■ **What the exercise asks**: Your task is to copy every line below that contains the word "golden".

■ **Data**:

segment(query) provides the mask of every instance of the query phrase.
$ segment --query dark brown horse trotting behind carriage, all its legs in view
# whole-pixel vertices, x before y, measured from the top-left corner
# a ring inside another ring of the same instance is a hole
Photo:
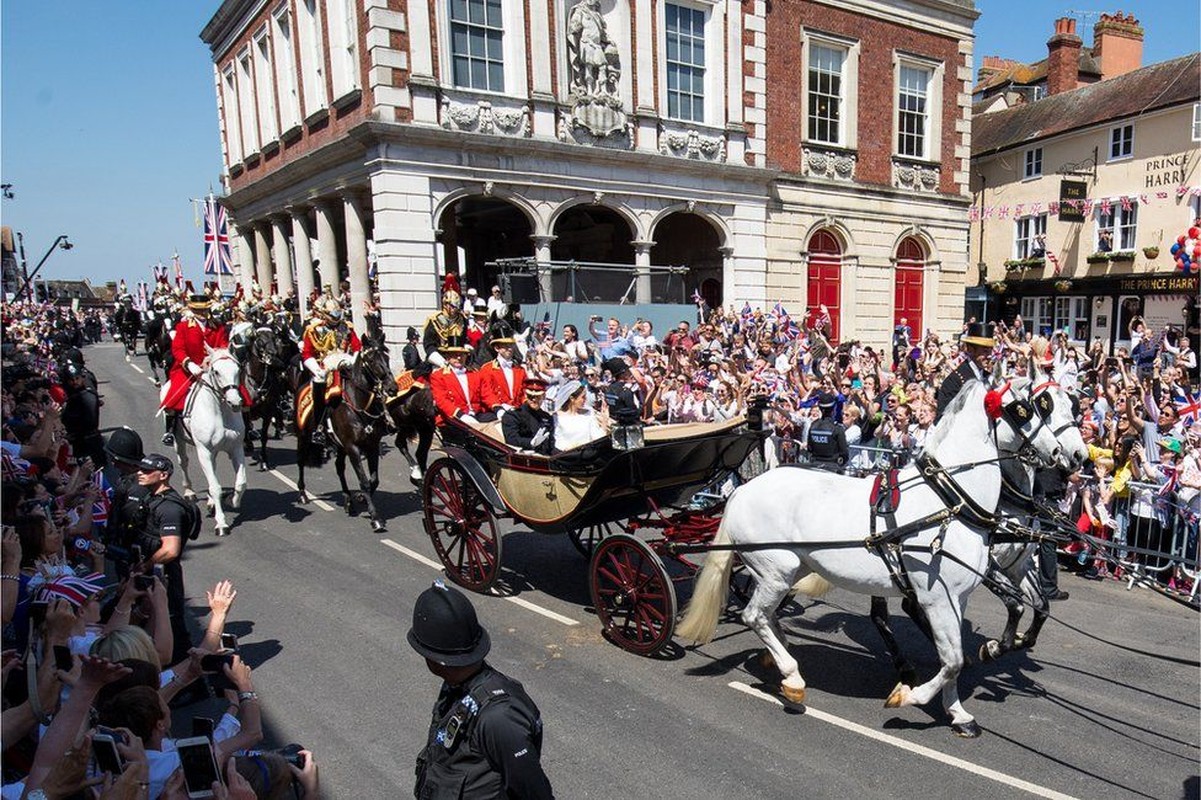
[[[376,511],[372,495],[380,485],[380,440],[388,428],[388,408],[384,402],[395,393],[395,382],[388,366],[388,348],[370,338],[349,366],[341,368],[341,400],[325,410],[333,428],[333,446],[337,479],[342,485],[342,508],[354,514],[354,494],[346,485],[346,459],[359,479],[359,495],[366,502],[371,530],[386,530]],[[312,416],[304,426],[297,428],[297,466],[300,470],[297,488],[300,502],[311,500],[305,489],[305,464],[312,458],[312,434],[316,420]],[[366,461],[364,468],[364,461]]]

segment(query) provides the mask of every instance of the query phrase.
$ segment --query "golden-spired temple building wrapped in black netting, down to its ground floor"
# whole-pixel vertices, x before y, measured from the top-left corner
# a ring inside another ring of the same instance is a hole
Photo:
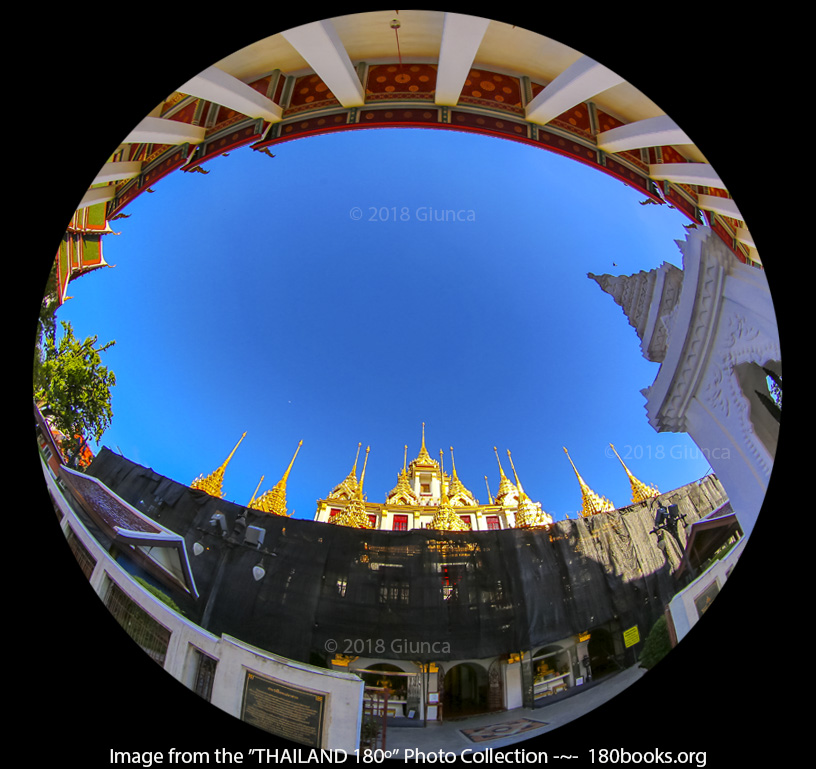
[[[221,497],[231,457],[189,487],[107,448],[86,474],[59,475],[109,552],[189,621],[387,686],[396,717],[422,710],[422,671],[436,674],[424,684],[434,718],[532,707],[633,664],[678,590],[687,527],[729,507],[715,476],[661,494],[624,465],[630,505],[615,509],[576,470],[582,515],[553,522],[500,461],[497,494],[479,505],[455,465],[430,457],[423,427],[384,504],[367,501],[355,461],[316,520],[295,519],[292,463],[242,506]],[[159,547],[151,522],[175,542]]]

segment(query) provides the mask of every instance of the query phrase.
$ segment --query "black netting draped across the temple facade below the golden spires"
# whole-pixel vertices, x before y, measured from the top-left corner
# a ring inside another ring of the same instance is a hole
[[[191,620],[303,662],[492,657],[613,621],[643,635],[678,589],[685,529],[658,547],[658,500],[544,529],[393,532],[248,510],[108,449],[88,472],[185,538],[201,595],[183,605]],[[725,501],[712,476],[659,497],[685,525]],[[247,526],[264,530],[260,547]]]

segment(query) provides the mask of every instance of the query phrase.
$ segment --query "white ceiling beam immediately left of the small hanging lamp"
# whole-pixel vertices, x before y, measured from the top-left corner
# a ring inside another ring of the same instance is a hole
[[[331,20],[303,24],[281,34],[306,59],[344,107],[365,104],[363,84]]]

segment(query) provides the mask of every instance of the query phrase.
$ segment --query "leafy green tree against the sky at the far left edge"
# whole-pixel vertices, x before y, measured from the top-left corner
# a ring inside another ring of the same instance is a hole
[[[101,353],[116,342],[94,347],[96,336],[80,342],[70,323],[61,321],[60,325],[63,334],[59,342],[56,335],[43,335],[34,397],[54,427],[66,436],[63,450],[68,464],[76,466],[83,439],[100,440],[113,419],[111,388],[116,376],[102,365]]]

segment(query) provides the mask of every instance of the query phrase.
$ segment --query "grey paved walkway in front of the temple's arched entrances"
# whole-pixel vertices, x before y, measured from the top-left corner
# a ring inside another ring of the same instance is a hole
[[[427,727],[399,727],[389,724],[386,732],[386,750],[397,750],[395,758],[405,758],[407,749],[425,753],[439,750],[461,753],[503,748],[539,734],[557,729],[570,721],[580,718],[590,710],[607,702],[637,681],[645,670],[637,666],[616,673],[580,694],[566,697],[543,708],[514,708],[500,713],[486,713],[473,718],[455,721],[429,721]],[[526,722],[525,722],[526,719]],[[515,722],[515,723],[514,723]],[[539,722],[539,725],[536,723]],[[482,742],[473,742],[462,733],[463,729],[499,727],[496,731],[512,732],[508,736],[497,737]],[[529,727],[524,731],[524,727]],[[410,753],[408,756],[410,757]]]

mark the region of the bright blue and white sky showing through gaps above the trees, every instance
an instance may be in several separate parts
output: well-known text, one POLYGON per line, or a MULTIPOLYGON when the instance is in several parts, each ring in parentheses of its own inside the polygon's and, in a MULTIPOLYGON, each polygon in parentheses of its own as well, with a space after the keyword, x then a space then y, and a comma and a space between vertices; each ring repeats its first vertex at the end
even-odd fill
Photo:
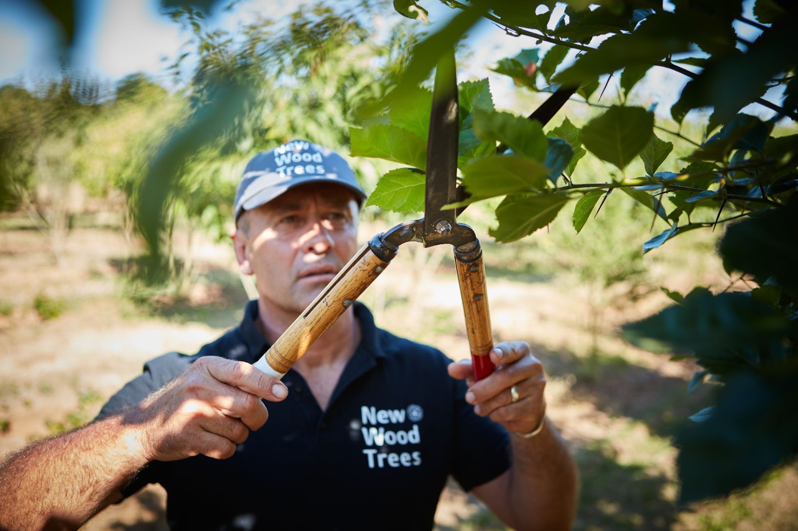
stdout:
MULTIPOLYGON (((217 2, 219 6, 225 3, 217 2)), ((217 9, 209 22, 216 28, 235 30, 239 23, 254 20, 256 14, 279 18, 294 11, 301 3, 305 2, 239 0, 232 10, 217 9)), ((429 10, 433 22, 425 27, 427 30, 434 30, 456 14, 456 10, 438 0, 421 0, 420 3, 429 10)), ((748 3, 747 10, 750 10, 751 2, 748 3)), ((58 58, 53 54, 57 49, 58 29, 37 10, 37 4, 26 0, 0 0, 0 85, 21 80, 30 83, 59 71, 58 58)), ((78 0, 77 5, 83 28, 77 34, 74 46, 75 69, 112 83, 136 72, 146 73, 164 86, 173 83, 165 67, 180 56, 189 35, 160 13, 158 0, 78 0)), ((389 21, 401 19, 395 13, 386 17, 389 21)), ((555 14, 552 20, 558 18, 555 14)), ((502 57, 516 55, 520 49, 535 47, 535 41, 529 37, 508 36, 492 23, 481 21, 470 32, 467 44, 470 44, 469 66, 458 76, 461 79, 488 77, 497 107, 511 107, 519 91, 513 87, 512 81, 492 73, 489 67, 502 57)), ((546 43, 540 45, 541 49, 546 47, 546 43)), ((658 112, 666 114, 674 103, 678 88, 685 81, 679 74, 666 69, 651 69, 644 86, 638 86, 636 90, 645 93, 648 99, 658 101, 658 112)), ((610 84, 607 90, 608 96, 615 96, 616 85, 610 84)))

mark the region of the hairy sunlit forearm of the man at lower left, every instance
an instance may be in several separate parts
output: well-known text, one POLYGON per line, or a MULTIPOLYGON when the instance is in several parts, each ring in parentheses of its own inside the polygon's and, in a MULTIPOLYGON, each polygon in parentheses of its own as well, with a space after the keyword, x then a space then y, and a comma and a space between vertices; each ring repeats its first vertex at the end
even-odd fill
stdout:
POLYGON ((0 466, 0 529, 77 528, 146 462, 121 415, 29 446, 0 466))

■ **Output of the task**:
$ segment --query "golden-spired temple building wrapped in black netting, down to its ground floor"
$ segment --query "black netting draped across the temple facade below the golden spires"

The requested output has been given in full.